Whoa, you need to check whic spec you are refering to first.

 Model=FUJITSU MHJ2181AT, FwRev=D034, SerialNo=01001697
 Config={ HardSect NotMFM HdSw>15uSec Fixed DTR>10Mbs }
 RawCHS=16383/16/63, TrkSize=0, SectSize=0, ECCbytes=4
 BuffType=unknown, BuffSize=512kB, MaxMultSect=16, MultSect=16
 CurCHS=17475/15/63, CurSects=-78446341, LBA=yes, LBAsects=35433216
 IORDY=yes, tPIO={min:240,w/IORDY:120}, tDMA={min:120,rec:120}
 PIO modes: pio0 pio1 pio2 pio3 pio4
 DMA modes: mdma0 mdma1 mdma2 udma0 udma1 *udma2 udma3 udma4
 AdvancedPM=yes: disabled (255)
 Drive Supports : Reserved : ATA-2 ATA-3 ATA-4 ATA-5
 Kernel Drive Geometry LogicalCHS=2205/255/63 PhysicalCHS=37495/15/63

This drive claims ATA2-5 support, and thus it accepts the status quo.
Where are you finding the violations?
If the drive vendor states a range of support they are in violation.

> [RAW DATA]:
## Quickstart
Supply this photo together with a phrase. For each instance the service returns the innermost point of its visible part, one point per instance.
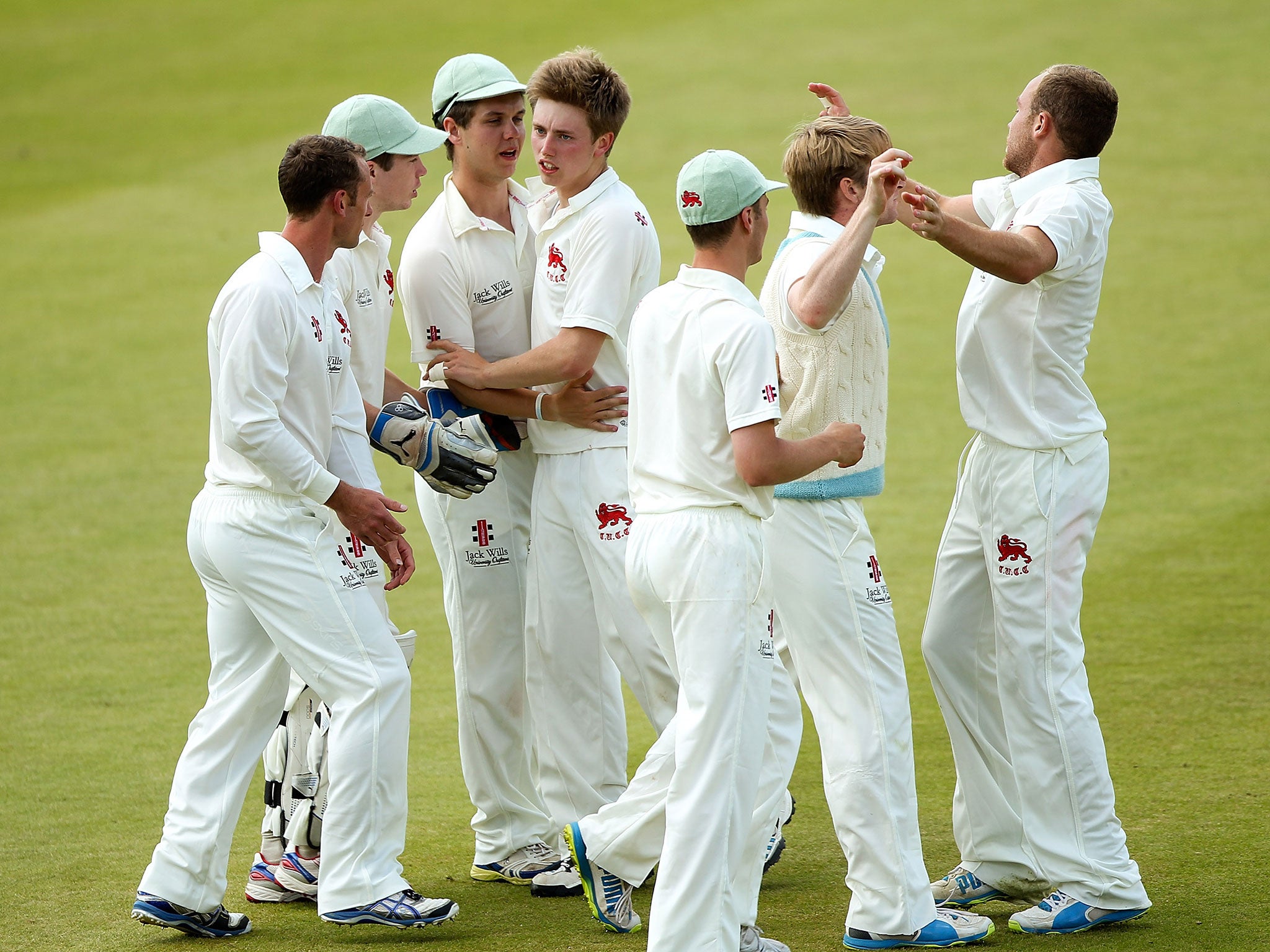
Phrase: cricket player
(466, 276)
(287, 865)
(266, 536)
(822, 301)
(597, 255)
(1034, 804)
(704, 454)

> [GIVEN REQUEST 1]:
Reproduce the forum post about the Fujitsu drive word for word, everything from "Drive Supports : Reserved" down to "are in violation.".
> [GIVEN REQUEST 2]:
Write the next part of the forum post about the Fujitsu drive, picking up after its last sentence.
The entries were taken from a separate source, not from the forum post about the Fujitsu drive.

> [ANSWER 1]:
Drive Supports : Reserved : ATA-2 ATA-3 ATA-4 ATA-5
 Kernel Drive Geometry LogicalCHS=2205/255/63 PhysicalCHS=37495/15/63

This drive claims ATA2-5 support, and thus it accepts the status quo.
Where are you finding the violations?
If the drive vendor states a range of support they are in violation.

> [ANSWER 2]:
This is clearly the point where the driver core needs to have a

	unsinged long drive->support_bits

The mess this is going to create.

Cheers,

On Mon, 13 Jan 2003, Ross Biro wrote:

> 
> Take this patch with a big grain of salt.
> 
> The current IDE error recovery code will send a IDLEIMMEDIATE in the 
> case when a drive is still busy or has drq set during an error.  This is 
> a violation of the ATA spec and hoses up quite a few drives.  The 
> prefered form of error recovery seems to be a soft reset followed by a 
> set features.  This patch replaces the IDLEIMMEDIATE with a reset, but 
> does not do the set features.  The set features should not be necessary, 
> but at least one drive vendor does most of their testing with the set 
> features.  OK_TO_RESET_CONTROLLER must be set to 1 if this patch is applied.
> 
> I've modified the google kernel to add a desired_speed to ide_drive_t 
> and check to see if current_speed != desired_speed before every read or 
> write request.  This causes a set features after a reset.  I can provide 
> patches to do something similiar for 2.4.21, but I'm not sure it's 
> appropriate.  There are bugs in the way hdparm -X is handled in 2.4.20, 
> and this patch would fix them as well, but it may be too large of a 
> patch for a stable kernel.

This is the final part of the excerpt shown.